[Exercise]: Transcribe the full listing below exactly.

* START Supplied records *

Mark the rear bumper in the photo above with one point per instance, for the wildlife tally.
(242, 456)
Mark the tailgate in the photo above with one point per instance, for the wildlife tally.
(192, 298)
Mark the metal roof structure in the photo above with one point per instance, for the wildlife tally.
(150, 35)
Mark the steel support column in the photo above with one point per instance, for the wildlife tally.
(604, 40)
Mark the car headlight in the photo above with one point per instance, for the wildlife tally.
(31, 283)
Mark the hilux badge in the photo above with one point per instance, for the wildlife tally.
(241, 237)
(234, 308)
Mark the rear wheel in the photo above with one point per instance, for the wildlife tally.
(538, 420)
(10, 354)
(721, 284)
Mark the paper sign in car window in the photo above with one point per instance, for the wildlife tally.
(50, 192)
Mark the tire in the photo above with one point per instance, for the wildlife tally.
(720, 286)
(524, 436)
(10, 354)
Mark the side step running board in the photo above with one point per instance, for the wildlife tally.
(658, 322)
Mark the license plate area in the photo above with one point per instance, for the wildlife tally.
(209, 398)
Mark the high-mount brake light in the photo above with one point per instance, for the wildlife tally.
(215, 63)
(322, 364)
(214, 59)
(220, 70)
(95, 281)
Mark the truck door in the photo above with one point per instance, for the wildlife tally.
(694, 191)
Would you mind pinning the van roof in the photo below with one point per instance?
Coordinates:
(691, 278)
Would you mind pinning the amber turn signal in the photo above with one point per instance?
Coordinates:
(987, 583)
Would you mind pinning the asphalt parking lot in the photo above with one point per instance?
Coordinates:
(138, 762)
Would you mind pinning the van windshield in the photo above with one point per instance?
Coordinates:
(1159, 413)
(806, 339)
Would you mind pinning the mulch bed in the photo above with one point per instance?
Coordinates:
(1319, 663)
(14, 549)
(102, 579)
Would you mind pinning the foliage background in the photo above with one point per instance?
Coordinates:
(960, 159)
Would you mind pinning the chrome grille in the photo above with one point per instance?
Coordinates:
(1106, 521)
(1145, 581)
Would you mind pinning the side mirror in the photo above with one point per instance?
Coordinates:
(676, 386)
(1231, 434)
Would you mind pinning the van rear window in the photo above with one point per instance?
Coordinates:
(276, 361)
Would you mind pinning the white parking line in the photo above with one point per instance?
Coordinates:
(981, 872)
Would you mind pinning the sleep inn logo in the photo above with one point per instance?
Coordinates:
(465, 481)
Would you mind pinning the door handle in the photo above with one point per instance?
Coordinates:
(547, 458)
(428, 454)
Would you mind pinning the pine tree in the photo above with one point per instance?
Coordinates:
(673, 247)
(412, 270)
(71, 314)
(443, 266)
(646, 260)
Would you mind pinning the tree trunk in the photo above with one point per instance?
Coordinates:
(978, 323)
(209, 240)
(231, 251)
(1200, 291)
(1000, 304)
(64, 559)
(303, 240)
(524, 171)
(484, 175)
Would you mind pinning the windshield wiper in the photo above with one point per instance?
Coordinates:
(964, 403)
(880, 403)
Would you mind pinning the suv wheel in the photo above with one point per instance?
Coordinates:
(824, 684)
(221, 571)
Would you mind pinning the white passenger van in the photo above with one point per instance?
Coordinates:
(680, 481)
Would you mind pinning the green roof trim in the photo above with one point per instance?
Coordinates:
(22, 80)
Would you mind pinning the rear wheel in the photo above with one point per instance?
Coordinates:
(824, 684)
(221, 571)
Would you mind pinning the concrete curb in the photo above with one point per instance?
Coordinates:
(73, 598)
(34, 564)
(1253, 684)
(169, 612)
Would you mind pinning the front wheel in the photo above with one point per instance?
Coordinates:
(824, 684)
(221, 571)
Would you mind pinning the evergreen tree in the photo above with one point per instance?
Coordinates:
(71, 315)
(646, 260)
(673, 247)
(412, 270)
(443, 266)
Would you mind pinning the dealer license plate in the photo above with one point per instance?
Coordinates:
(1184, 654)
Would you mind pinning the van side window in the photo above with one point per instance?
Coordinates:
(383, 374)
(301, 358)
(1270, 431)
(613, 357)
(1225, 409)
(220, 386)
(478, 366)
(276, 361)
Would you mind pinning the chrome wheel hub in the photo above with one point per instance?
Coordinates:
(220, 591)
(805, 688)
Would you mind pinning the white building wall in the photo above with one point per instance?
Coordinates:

* END Supplied records *

[Solution to this exercise]:
Mark the rear bumper in the photo above with one point per instance, for the wildlife tally.
(242, 456)
Mark the tailgate in the photo above with one point per instance, for the wildlife tally.
(192, 298)
Mark the metal roof structure in the photo above with one point per instance, for the wildlife tally.
(150, 35)
Mark the steel support column in the photo above with one point per instance, for the wildlife tally.
(604, 40)
Mark the car headlight in the photo above with one point per instance, for the wildlife tally.
(31, 283)
Mark the hilux badge in the photo above with one point per instance, for the wildlife tally.
(241, 237)
(234, 308)
Mark the rear wheel in the photo above with one point per instance, for the wildlife tally.
(538, 420)
(10, 354)
(721, 284)
Mark the paper sign in car window in the photo above with one point per instance, for the wildlife tally.
(50, 192)
Mark the tire in the photo above with one point per instance, for the wildlife tally.
(720, 286)
(524, 436)
(10, 354)
Mark the side step running board in the photo above with one point per instance, for the wildlife tally.
(658, 322)
Mark the license plate area in the photo above with one point per instance, for the wildlife tally.
(209, 398)
Mark the high-mount brake light in the photo above with one point per instance, for the wildlife tally.
(215, 63)
(322, 364)
(214, 59)
(220, 70)
(95, 281)
Mark the truck door in the photo above with one point per instance, for the wildlife tally.
(694, 191)
Would you mind pinning the van roof in the photo below with one point per instance?
Coordinates:
(691, 278)
Would you mind pinning the amber turn signal in the photo above with one point per instance?
Coordinates:
(987, 583)
Would you mind pinning the asphalt parking lot in the photo above with one point per instance?
Coordinates:
(138, 762)
Would you mind pinning the van windshield in the photo above with one point per instance?
Coordinates:
(1159, 413)
(806, 339)
Would you mind pinning the mulch bed in the photo above with one point per instance?
Coordinates:
(1319, 663)
(14, 549)
(102, 579)
Would you mind pinning the foliage background in the photo above with one point per instance?
Coordinates:
(960, 159)
Would you mind pinning the chrome grille in the photo above with one point per instance?
Coordinates:
(1106, 521)
(1145, 581)
Would you mind pinning the side mirror in the photo above with one point per instance?
Coordinates:
(676, 386)
(1231, 434)
Would you mind pinning the van rear window in the photo above with one point per instance?
Coordinates:
(276, 361)
Would you mind pinning the white parking line in the photo above with one point per instance?
Coordinates:
(981, 872)
Would you mind pinning the sleep inn logo in the photo above with one point per instance?
Coordinates:
(465, 481)
Would you mind pinning the door handle in the photo above with one point per instance?
Coordinates:
(547, 458)
(428, 454)
Would you mind pinning the pine tree in the photo above with one point per instance?
Coordinates:
(673, 247)
(412, 270)
(71, 314)
(443, 266)
(646, 260)
Would you mind pinning the tree trunk in the photo above with one point per instance?
Coordinates:
(978, 323)
(209, 240)
(231, 251)
(1200, 291)
(1000, 304)
(64, 559)
(303, 240)
(524, 171)
(484, 175)
Would you mind pinning the windshield wiper in the photo above with one point per instance?
Coordinates:
(964, 403)
(880, 403)
Would you mind pinning the suv wheel in the photo above with one point per instance?
Coordinates:
(824, 684)
(221, 571)
Would you mind pinning the white passenger van in the photo above with one point per instance?
Coordinates:
(680, 481)
Would you mind pinning the green roof trim in the photo above with one point per instance?
Coordinates:
(22, 80)
Would you mind pinning the rear wheel in the photo above with one point per instance?
Coordinates:
(824, 684)
(221, 571)
Would you mind pinning the concrete curb in the photo above with one point per instance?
Coordinates:
(73, 598)
(34, 564)
(1253, 684)
(169, 612)
Would you mind pinning the front wheel in the photo above with one point per instance?
Coordinates:
(824, 684)
(221, 571)
Would you mind pinning the evergreen tree in the photo above with one point per instance?
Coordinates:
(71, 315)
(646, 260)
(673, 247)
(412, 270)
(443, 266)
Would you mind pinning the dealer license plate in the photo above with one point per instance?
Coordinates:
(1184, 654)
Would you mind pinning the van side window in the photo above with one point per instance?
Coordinates:
(383, 374)
(301, 358)
(1270, 431)
(613, 357)
(1225, 409)
(220, 386)
(478, 366)
(276, 361)
Would you mind pinning the chrome wheel hub in the photo above with one point per instance?
Coordinates:
(220, 591)
(805, 688)
Would you mind pinning the white building wall in the photo above with one point per instance?
Coordinates:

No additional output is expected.